The records:

::::::::

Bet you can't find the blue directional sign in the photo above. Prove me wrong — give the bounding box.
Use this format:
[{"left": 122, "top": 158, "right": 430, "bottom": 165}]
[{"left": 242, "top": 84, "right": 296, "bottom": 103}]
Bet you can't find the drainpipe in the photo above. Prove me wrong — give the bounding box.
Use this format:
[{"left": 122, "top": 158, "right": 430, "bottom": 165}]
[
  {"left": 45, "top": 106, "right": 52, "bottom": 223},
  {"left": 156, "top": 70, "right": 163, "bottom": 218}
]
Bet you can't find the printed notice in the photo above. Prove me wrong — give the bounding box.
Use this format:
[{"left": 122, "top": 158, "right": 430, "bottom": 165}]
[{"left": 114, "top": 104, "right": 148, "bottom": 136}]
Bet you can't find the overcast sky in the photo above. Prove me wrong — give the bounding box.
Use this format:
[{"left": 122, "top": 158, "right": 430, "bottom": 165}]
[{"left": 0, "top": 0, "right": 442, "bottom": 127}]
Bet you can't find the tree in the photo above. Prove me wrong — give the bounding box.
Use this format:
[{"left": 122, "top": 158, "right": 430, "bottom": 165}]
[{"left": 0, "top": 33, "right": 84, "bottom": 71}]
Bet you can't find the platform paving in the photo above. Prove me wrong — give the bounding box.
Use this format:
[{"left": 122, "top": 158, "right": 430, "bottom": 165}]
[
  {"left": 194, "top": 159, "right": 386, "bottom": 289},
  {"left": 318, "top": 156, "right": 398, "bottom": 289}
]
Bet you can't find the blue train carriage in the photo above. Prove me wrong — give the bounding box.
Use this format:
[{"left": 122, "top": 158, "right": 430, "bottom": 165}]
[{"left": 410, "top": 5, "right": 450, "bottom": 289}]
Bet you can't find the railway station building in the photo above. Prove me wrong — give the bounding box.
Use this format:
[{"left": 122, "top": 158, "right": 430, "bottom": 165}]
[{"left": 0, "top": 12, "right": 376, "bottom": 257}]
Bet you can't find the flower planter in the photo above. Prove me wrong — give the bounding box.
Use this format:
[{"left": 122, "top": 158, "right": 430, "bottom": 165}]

::::::::

Required work:
Starting with the line with "Bet you can't find the flower" and going on through the end of the records, rewrite those lines with "flower planter" renamed to "window box" and everything else left as it is.

Problem solution:
Bet you can't find the window box in the photo above. Prove me wrong — give the bounding box.
Use this format:
[{"left": 122, "top": 158, "right": 430, "bottom": 165}]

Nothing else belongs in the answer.